ALICIA YA NO VIVE AQUI

Tres hermanas viven juntas en la casa donde hasta hace poco se criaron con su abuela Alicia, que murió. Con una sutileza cotidiana hecha de celos, intimidad y competencia, un clima en el que hasta el último aparato tecnológico respira pasado y la presencia fantasmal de todo lo que pasó pero sigue entre ellas, Abrir puertas y ventanas es una saludable y premiada bocanada de aire fresco al cine de cámara argentino.

› Por Mariano Kairuz

Aparece un celular, y una de las hermanas trata de aplastarlo a martillazos. Hay una computadora, pero Internet anda mal y mandar un email parece una misión imposible. Hasta que ocurren esos dos momentos módicamente electrónicos y más bien analógicos, casi todo en Abrir puertas y ventanas, la opera prima de la directora Milagros Mumenthaler, parece transcurrir en otro tiempo, cercano y lejano a la vez. Todos los elementos que pueblan la casa de la que la película no sale –desde los muebles a la ropa, el tocadiscos y el un poco aparatoso teléfono inalámbrico que se queda sin carga–, pertenecen al pasado, tienen fantasmas. De eso es, justamente, del pasado, y de cómo se relaciona con ese pasado cada una de las tres hermanas protagonistas, sumidas en la orfandad, que trata en buena medida Abrir puertas y ventanas.

OBJETIVO A
Copia el listado desde su primera línea hasta la que contiene "point(274, 153)", ambas incluidas, pero cambia "sofa cushion" por "couch cushion" y deja todo lo demás igual.
El texto y el listado no tienen relación entre sí.

DATOS PROPORCIONADOS
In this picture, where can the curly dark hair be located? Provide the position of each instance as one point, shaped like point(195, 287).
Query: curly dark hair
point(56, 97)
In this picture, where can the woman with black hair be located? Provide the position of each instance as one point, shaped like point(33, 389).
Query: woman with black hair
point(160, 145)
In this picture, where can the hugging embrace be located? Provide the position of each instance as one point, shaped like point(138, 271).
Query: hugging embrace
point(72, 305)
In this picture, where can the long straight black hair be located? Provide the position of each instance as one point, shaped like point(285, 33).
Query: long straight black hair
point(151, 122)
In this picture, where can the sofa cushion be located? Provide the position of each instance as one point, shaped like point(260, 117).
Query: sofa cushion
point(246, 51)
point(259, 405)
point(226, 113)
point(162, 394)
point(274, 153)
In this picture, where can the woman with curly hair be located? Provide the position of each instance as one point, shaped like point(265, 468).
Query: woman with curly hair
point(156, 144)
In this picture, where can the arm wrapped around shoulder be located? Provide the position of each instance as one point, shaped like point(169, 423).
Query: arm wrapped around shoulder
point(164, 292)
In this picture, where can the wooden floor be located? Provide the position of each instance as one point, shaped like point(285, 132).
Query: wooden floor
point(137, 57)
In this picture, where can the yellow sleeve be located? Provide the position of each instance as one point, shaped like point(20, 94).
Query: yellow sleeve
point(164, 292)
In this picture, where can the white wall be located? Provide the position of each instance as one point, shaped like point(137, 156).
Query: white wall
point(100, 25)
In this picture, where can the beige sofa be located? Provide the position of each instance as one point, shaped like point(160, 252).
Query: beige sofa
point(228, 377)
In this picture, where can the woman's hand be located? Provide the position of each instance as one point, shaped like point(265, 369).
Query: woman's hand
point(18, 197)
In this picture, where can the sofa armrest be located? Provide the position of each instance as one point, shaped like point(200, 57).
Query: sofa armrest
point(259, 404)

OBJETIVO B
Según la reseña de Abrir puertas y ventanas, ¿qué cosas de la casa pertenecen al pasado? Nómbralas todas.

RESPUESTA COMPLETA A
In this picture, where can the curly dark hair be located? Provide the position of each instance as one point, shaped like point(195, 287).
Query: curly dark hair
point(56, 97)
In this picture, where can the woman with black hair be located? Provide the position of each instance as one point, shaped like point(33, 389).
Query: woman with black hair
point(160, 145)
In this picture, where can the hugging embrace be located? Provide the position of each instance as one point, shaped like point(138, 271).
Query: hugging embrace
point(72, 305)
In this picture, where can the long straight black hair be located? Provide the position of each instance as one point, shaped like point(285, 33).
Query: long straight black hair
point(151, 122)
In this picture, where can the couch cushion be located? Provide the position of each instance as one point, shaped like point(260, 117).
Query: couch cushion
point(246, 51)
point(259, 405)
point(226, 113)
point(162, 394)
point(274, 153)

RESPUESTA COMPLETA B
- Los muebles
- La ropa
- El tocadiscos
- El teléfono inalámbrico que se queda sin carga